» Task to carry out
Rewrite every line of the material below, requests included, and add 84 to each bounding-box coordinate value in the answers.

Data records
═══
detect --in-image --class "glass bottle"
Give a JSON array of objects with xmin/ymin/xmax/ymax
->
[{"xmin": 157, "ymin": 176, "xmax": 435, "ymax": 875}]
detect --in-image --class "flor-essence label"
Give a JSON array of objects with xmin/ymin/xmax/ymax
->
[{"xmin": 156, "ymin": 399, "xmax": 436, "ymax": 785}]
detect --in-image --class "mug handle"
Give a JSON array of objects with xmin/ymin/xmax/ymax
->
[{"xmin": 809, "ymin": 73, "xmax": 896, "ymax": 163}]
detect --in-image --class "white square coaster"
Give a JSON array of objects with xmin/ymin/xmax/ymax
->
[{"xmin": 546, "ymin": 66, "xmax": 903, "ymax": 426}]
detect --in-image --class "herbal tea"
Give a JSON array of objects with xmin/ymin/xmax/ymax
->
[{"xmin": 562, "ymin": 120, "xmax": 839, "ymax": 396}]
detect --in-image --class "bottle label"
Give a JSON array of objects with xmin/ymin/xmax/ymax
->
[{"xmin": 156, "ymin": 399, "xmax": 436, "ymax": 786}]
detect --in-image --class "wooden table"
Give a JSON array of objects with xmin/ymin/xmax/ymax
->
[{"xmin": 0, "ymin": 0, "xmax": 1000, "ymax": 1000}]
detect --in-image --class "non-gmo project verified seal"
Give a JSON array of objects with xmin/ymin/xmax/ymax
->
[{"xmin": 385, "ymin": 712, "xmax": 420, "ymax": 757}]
═══
» Final answer
detect --in-image --class "glass bottle"
Give a JSON array of objects with xmin/ymin/xmax/ymax
->
[{"xmin": 241, "ymin": 260, "xmax": 519, "ymax": 959}]
detect --in-image --class "flor-essence label"
Give a JSON array of objects with xmin/ymin/xmax/ymax
->
[{"xmin": 240, "ymin": 483, "xmax": 520, "ymax": 869}]
detect --in-image --class "mug handle"
Give a JSON array of objects with xmin/ymin/xmax/ymax
->
[{"xmin": 893, "ymin": 157, "xmax": 980, "ymax": 247}]
detect --in-image --class "white square coaster"
Give a JSON array of objects with xmin/ymin/xmax/ymax
->
[{"xmin": 630, "ymin": 150, "xmax": 987, "ymax": 510}]
detect --in-image --class "herbal tea"
Give a JSON array of objects with xmin/ymin/xmax/ymax
->
[{"xmin": 646, "ymin": 204, "xmax": 923, "ymax": 480}]
detect --in-image --class "bottle label"
Give a JSON array of objects with xmin/ymin/xmax/ymax
->
[{"xmin": 240, "ymin": 483, "xmax": 520, "ymax": 870}]
detect --in-image --class "wooden table"
Give a JSON array of objects with xmin/ymin/xmax/ymax
->
[{"xmin": 84, "ymin": 84, "xmax": 1084, "ymax": 1084}]
detect --in-image --class "non-gmo project verified seal"
Give a JSON array of objects with xmin/ymin/xmax/ymax
->
[{"xmin": 469, "ymin": 796, "xmax": 504, "ymax": 841}]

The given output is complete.